(Extract)
Has anyone explored whether ArticlePlaceholder would be of any use for representing bibliographic metadata in Wikipedias that have this extension enabled? I started looking into this and put my notes into Wikidata:WikiProject Source MetaData/ArticlePlaceholder. --Daniel Mietchen (talk) 21:19, 7 November 2019 (UTC)
Community wishlist 2020 and bot request
The following items may be of interest to this project:
Papers with pages in Wikispecies, not linked in Wikidata
Please see discussion here. Andy Mabbett (Pigsonthewing); Talk to Andy; Andy's edits 12:16, 13 November 2019 (UTC)
Bot request: complete WikiJournal dataset as subset of wikicite
I've a wikicite-adjacent bot request (link below). It's about integrating WikiJournals' metadata into wikidata (including peer reviewers and handling editors etc) and might be a useful concise dataset for wikicite in general. However currently none of the current project members have the requisite skills to put something like that together. Would there be a logical location/person to go to to ask for help?
Wikidata:Bot_requests#Automated_addition_of_WikiJournal_metadata_to_Wikidata T.Shafee(evo&evo) (talk) 04:29, 20 November 2019 (UTC)
Best way to store per-article submission date, acceptance date, & peer review info
Using Lysenin (Q76846397) as an example item (for doi:10.15347/wjs/2019.006), what do people think is the best way to record the following information:
- Submission date (currently using author (P50) start date)
- Acceptance date (no idea)
- Publication date (just use publication date (P577)?)
- Peer review date, reviewer, author response date, url link (currently using reviewed by (P4032) with qualifiers, but could use peer review URL (P7347) with qualifiers?)
I'd be interested in knowing what people's thoughts are for best practices before implementing more widely. T.Shafee(evo&evo) (talk) 03:58, 30 November 2019 (UTC)
- @Evolution and evolvability: I think the general rule for this sort of thing is to use significant event (P793) with values generic items for "article submission", "article acceptance", etc. and the point in time (P585) qualifier to specify the date. For reviewers use reviewed by (P4032) with qualifiers. ArthurPSmith (talk) 13:07, 30 November 2019 (UTC)
- +1. No need of new property. Snipre (talk) 14:11, 30 November 2019 (UTC)
(End Extract)
(Dataset)
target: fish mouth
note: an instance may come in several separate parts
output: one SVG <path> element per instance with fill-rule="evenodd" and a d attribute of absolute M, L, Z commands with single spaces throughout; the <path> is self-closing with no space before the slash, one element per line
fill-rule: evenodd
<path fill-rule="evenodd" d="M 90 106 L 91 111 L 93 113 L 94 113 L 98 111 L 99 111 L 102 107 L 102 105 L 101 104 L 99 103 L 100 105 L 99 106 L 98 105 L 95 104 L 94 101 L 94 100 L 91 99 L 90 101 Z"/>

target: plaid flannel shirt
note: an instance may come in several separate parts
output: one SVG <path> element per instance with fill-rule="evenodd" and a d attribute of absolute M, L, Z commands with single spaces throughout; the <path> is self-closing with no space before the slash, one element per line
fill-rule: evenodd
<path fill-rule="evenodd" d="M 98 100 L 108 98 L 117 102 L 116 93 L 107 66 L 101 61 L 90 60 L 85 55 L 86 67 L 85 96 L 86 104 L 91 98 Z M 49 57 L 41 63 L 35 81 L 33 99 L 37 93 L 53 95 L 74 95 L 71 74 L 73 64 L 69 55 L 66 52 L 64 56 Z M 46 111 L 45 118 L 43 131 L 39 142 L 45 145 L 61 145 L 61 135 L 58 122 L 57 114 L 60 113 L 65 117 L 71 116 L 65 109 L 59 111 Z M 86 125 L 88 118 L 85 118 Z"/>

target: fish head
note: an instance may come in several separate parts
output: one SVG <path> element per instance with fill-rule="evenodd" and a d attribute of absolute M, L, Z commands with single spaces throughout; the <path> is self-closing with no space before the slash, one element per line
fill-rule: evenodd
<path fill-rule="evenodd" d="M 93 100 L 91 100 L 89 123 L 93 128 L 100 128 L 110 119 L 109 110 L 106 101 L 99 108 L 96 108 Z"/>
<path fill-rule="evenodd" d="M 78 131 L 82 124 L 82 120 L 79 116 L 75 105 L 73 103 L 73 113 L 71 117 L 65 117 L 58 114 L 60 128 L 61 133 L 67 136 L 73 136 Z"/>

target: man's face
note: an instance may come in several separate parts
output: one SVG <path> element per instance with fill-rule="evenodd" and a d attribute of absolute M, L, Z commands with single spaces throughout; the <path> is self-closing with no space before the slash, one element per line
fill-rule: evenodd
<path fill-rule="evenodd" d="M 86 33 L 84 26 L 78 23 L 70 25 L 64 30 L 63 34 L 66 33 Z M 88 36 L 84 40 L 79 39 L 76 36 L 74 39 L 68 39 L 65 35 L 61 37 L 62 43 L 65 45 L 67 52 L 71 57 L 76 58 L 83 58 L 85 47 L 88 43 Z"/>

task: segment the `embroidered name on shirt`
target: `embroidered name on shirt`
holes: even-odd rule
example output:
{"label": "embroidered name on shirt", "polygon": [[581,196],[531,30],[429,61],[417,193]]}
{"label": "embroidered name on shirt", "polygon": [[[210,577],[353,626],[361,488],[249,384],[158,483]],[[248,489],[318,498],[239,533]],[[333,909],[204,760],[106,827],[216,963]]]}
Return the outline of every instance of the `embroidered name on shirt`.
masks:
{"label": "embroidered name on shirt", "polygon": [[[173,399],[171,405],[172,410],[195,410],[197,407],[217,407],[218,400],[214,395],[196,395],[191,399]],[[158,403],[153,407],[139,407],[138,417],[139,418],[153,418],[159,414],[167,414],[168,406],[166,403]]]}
(End Dataset)
(Dataset)
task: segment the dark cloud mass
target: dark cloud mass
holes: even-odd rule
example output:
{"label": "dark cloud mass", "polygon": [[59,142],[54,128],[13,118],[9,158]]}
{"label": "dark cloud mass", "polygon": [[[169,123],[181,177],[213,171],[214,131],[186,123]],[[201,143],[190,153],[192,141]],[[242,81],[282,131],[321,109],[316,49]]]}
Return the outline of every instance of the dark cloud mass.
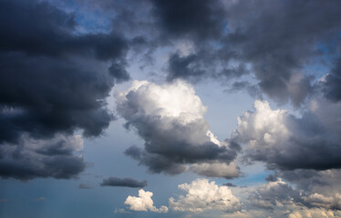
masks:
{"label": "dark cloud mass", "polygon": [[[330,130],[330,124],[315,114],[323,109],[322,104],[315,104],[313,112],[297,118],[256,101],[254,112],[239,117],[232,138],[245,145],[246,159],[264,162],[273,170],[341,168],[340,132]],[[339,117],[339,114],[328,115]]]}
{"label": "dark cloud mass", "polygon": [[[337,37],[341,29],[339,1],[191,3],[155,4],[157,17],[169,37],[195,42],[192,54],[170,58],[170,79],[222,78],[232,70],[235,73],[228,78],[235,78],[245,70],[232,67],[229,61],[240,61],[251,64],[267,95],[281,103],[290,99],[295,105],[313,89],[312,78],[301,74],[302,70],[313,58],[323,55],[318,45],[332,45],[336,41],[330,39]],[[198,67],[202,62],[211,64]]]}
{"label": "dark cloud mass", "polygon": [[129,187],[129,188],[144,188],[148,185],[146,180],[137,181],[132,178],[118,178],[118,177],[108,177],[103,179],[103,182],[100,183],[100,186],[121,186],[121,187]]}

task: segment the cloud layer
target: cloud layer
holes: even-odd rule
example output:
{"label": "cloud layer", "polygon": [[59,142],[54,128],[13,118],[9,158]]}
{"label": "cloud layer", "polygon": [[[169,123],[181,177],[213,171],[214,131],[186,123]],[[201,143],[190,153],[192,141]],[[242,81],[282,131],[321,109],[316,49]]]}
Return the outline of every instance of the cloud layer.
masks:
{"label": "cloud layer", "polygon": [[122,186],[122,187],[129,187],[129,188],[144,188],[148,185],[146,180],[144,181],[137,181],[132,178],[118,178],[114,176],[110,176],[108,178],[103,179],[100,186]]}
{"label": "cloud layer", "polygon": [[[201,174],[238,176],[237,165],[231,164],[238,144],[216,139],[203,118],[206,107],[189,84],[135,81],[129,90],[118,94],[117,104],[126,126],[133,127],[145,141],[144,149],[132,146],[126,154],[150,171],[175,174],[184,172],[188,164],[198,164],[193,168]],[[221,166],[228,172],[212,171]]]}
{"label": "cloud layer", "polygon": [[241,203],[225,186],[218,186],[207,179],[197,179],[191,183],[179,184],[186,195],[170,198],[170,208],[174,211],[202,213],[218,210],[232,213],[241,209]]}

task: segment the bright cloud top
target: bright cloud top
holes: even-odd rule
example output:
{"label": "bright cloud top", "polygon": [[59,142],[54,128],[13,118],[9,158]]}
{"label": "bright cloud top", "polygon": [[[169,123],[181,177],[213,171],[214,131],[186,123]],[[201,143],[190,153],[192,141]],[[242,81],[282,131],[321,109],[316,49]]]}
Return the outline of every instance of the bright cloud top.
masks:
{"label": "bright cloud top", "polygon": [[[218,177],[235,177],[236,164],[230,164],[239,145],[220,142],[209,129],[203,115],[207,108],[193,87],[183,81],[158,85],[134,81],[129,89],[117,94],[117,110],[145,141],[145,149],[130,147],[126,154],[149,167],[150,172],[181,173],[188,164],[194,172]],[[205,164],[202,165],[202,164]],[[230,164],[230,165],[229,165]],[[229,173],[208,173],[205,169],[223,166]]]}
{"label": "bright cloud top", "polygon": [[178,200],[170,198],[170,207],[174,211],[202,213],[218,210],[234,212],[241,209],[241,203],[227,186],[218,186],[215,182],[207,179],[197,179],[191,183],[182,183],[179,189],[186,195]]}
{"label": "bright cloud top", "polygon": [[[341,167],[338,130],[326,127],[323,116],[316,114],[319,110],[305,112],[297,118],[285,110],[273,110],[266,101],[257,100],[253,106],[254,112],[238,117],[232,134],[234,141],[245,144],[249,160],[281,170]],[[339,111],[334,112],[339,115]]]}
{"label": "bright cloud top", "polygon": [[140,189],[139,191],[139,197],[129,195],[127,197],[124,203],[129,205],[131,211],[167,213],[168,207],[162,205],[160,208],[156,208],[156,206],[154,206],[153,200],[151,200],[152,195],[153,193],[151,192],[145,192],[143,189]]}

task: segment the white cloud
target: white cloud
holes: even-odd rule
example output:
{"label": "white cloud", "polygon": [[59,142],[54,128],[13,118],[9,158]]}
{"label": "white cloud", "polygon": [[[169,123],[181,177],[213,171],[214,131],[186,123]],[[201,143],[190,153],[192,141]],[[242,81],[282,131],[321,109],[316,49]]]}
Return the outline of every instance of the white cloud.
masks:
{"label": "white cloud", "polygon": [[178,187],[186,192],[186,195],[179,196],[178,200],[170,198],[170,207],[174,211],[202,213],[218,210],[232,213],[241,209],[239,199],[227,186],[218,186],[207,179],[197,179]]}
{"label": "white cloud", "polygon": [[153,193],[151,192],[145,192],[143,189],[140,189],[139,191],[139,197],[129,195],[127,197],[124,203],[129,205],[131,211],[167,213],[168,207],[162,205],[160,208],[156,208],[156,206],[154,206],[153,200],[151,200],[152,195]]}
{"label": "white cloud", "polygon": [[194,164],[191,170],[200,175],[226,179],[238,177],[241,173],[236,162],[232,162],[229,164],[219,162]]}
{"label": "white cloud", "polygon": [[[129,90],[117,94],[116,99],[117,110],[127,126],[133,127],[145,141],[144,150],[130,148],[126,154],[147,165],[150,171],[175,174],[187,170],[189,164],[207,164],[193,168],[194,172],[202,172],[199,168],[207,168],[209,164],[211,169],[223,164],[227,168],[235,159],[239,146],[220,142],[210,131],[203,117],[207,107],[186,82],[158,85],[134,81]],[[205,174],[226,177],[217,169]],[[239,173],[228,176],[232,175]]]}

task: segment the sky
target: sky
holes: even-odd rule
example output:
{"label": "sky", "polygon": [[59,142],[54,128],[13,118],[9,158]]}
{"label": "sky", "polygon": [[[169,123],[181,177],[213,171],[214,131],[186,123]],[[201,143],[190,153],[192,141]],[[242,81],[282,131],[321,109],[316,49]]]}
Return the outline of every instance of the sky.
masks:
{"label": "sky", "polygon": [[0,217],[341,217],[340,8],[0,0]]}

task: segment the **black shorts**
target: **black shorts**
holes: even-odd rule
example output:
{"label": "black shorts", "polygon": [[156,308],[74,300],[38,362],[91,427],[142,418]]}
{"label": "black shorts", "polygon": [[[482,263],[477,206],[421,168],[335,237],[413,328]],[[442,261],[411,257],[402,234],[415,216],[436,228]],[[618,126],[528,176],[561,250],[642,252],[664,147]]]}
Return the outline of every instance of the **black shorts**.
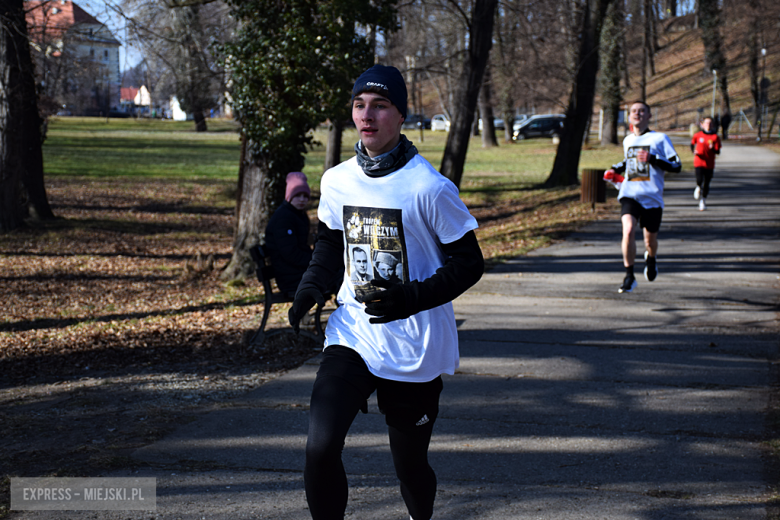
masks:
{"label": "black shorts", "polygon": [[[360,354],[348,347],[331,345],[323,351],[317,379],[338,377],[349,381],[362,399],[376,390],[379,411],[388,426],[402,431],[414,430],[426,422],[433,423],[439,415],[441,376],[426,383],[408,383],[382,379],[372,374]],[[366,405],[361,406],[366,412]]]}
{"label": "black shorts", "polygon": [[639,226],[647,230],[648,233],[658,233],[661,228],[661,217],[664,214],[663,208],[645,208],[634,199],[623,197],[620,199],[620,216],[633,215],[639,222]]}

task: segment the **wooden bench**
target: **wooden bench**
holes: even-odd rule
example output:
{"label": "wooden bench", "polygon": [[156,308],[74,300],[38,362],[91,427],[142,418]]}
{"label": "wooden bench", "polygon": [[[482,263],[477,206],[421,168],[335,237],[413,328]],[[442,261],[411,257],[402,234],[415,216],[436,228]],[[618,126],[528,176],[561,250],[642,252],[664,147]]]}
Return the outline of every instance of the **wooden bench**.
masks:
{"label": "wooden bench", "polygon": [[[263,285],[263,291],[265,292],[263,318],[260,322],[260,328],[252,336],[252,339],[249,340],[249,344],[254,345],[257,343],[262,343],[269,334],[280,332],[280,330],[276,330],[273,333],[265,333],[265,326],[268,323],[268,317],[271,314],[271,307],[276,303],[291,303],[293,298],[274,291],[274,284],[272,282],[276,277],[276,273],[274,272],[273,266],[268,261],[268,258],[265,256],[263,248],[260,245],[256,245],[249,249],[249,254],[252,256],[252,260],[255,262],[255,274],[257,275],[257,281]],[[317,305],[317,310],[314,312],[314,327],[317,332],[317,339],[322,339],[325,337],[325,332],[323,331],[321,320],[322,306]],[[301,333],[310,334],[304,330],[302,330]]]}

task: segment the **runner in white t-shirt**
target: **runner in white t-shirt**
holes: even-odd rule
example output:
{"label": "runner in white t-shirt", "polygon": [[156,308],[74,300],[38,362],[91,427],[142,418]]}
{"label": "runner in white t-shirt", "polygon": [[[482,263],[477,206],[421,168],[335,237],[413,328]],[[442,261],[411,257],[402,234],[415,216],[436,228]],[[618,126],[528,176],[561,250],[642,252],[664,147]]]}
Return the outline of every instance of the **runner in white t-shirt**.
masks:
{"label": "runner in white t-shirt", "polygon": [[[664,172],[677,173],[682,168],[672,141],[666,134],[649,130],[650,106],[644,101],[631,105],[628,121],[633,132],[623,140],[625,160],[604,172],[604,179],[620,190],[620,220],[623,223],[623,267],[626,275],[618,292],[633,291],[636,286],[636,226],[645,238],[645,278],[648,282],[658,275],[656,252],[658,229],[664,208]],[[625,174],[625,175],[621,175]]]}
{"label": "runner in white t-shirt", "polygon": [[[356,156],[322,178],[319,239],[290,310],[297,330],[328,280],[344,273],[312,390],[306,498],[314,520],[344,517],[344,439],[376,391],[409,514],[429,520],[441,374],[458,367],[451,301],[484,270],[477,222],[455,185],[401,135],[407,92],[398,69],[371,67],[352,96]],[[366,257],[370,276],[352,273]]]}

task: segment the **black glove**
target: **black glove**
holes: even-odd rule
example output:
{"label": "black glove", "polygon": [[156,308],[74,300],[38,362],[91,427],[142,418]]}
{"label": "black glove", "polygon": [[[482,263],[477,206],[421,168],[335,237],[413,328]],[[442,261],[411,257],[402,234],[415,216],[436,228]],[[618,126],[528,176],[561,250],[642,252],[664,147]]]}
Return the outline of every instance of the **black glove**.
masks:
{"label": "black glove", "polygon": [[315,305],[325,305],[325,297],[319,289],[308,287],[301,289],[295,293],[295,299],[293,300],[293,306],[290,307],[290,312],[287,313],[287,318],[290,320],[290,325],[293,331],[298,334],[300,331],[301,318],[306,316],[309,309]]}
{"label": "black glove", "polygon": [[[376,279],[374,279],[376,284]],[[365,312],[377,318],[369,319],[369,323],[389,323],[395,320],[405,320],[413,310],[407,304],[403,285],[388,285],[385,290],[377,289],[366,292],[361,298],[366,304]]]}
(End Dataset)
◆ **Requirement 1**: From the talk-page extract, list each Wikidata property it names with a P-number, together with that number. Count each property only once.
◆ **Requirement 2**: Copy the talk-page extract word for word, everything from "Best way to store" down to "(P7347) with qualifiers?)".

◆ **Problem solution 1**:
author (P50)
publication date (P577)
reviewed by (P4032)
peer review URL (P7347)
significant event (P793)
point in time (P585)

◆ **Problem solution 2**:
Best way to store per-article submission date, acceptance date, & peer review info
Using Lysenin (Q76846397) as an example item (for doi:10.15347/wjs/2019.006), what do people think is the best way to record the following information:
- Submission date (currently using author (P50) start date)
- Acceptance date (no idea)
- Publication date (just use publication date (P577)?)
- Peer review date, reviewer, author response date, url link (currently using reviewed by (P4032) with qualifiers, but could use peer review URL (P7347) with qualifiers?)